The plane is supported on the appropriate incline in one embodiment
by a pair of legs. Since the user must be supported during use, a
rail is provided and the cylinder/valve interconnections are
sufficiently compliant and in one embodiment are made of flexible
tubing.
In one embodiment, the tops of the cylinders are interconnected
through the utilization of the variable restricted orifice in a
conduit between the cylinders such that the amount of time that it
takes a given weight individual to descend from an up position to a
down position is controlled by the size of the orifice. The amount
of exercise per cycle per minute is therefore controlled by the
variable orifice. In operation, the person performing the exercise
steps on the "up" stair and rides down with the stair until it
reaches its bottom of travel which is controlled by the bottoming
out of the piston in the cylinder or some other stop mechanism
within the cylinder. At this point he steps up to the "up" stair
which was previously the "down" stair. The process is then reversed
and the user continues his stair climbing-type exercise.

▶ Data under study:
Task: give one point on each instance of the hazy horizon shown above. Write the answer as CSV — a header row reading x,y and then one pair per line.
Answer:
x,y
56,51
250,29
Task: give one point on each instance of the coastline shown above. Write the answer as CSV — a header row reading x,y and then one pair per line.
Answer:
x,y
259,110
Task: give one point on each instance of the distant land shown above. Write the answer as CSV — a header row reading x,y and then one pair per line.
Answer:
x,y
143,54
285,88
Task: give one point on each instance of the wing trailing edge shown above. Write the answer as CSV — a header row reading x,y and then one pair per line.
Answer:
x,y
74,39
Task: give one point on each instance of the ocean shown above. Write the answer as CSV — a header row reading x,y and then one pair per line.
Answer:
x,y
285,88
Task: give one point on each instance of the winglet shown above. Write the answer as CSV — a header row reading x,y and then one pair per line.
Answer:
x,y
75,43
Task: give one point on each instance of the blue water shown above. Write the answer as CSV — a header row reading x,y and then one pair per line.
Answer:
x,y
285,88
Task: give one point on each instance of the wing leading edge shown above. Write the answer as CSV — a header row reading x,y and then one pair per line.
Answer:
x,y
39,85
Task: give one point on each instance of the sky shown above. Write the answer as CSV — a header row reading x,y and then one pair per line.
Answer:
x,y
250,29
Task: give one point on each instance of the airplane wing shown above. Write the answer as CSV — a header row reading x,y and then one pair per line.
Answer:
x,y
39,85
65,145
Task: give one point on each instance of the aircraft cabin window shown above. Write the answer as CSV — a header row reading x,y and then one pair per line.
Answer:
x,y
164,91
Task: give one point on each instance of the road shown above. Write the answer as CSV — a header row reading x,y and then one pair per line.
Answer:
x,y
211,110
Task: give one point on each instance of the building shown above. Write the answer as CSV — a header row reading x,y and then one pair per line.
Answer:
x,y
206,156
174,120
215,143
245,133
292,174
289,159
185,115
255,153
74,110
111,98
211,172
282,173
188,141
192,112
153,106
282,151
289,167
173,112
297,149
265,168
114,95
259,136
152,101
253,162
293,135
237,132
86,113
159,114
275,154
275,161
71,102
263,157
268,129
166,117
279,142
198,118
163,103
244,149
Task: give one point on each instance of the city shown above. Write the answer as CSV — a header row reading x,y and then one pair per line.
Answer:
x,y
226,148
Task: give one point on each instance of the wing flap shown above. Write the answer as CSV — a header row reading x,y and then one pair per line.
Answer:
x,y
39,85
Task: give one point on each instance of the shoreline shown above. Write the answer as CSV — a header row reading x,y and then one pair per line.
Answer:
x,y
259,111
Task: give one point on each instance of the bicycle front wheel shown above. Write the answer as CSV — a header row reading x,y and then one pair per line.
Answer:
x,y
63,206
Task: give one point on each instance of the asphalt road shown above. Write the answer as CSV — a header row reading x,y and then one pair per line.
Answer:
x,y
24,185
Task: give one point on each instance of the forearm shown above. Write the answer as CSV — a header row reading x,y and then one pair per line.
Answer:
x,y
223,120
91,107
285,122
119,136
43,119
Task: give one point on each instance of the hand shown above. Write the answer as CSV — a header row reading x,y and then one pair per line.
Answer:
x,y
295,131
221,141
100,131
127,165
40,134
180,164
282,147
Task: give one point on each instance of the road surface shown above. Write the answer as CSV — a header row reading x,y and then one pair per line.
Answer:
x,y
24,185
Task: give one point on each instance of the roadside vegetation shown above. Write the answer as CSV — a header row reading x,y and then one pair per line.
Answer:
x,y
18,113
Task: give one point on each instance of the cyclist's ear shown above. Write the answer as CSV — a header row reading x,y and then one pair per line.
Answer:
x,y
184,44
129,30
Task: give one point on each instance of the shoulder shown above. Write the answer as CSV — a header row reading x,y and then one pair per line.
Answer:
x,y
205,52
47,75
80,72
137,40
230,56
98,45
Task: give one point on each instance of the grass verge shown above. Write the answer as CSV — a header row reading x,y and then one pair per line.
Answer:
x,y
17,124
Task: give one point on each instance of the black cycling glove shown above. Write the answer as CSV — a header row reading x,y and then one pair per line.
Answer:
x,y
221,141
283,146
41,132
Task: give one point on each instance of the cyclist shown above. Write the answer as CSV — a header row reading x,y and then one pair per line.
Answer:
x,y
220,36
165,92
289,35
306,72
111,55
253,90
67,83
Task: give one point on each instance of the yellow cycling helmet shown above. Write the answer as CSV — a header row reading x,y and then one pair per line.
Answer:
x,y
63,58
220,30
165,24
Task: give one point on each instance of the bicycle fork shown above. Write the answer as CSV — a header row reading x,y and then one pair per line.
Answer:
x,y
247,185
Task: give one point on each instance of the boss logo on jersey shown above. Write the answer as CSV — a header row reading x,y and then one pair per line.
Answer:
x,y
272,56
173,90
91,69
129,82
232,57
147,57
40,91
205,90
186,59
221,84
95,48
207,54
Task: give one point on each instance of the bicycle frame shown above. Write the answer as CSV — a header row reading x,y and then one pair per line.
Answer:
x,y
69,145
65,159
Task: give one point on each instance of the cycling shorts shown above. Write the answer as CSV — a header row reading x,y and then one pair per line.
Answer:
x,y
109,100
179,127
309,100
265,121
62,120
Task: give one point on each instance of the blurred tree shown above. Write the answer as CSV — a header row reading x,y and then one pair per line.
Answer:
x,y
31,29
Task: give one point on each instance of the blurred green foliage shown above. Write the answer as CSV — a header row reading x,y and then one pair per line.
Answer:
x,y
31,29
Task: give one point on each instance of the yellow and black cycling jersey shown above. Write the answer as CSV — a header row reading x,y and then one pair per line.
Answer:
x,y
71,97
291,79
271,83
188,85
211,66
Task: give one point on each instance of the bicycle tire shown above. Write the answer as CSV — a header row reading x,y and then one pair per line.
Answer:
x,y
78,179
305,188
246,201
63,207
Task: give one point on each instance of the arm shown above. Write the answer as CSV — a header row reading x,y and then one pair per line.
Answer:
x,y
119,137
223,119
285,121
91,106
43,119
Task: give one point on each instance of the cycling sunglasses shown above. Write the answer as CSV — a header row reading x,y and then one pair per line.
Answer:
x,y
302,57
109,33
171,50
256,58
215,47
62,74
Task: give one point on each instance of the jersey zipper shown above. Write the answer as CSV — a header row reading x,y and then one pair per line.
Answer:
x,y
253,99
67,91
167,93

▶ Task statement: Return, word for word, the part of the stair-exercise text above that opens with the words containing "In one embodiment, the" and closes with "stair climbing-type exercise.".

▶ Task solution:
In one embodiment, the tops of the cylinders are interconnected
through the utilization of the variable restricted orifice in a
conduit between the cylinders such that the amount of time that it
takes a given weight individual to descend from an up position to a
down position is controlled by the size of the orifice. The amount
of exercise per cycle per minute is therefore controlled by the
variable orifice. In operation, the person performing the exercise
steps on the "up" stair and rides down with the stair until it
reaches its bottom of travel which is controlled by the bottoming
out of the piston in the cylinder or some other stop mechanism
within the cylinder. At this point he steps up to the "up" stair
which was previously the "down" stair. The process is then reversed
and the user continues his stair climbing-type exercise.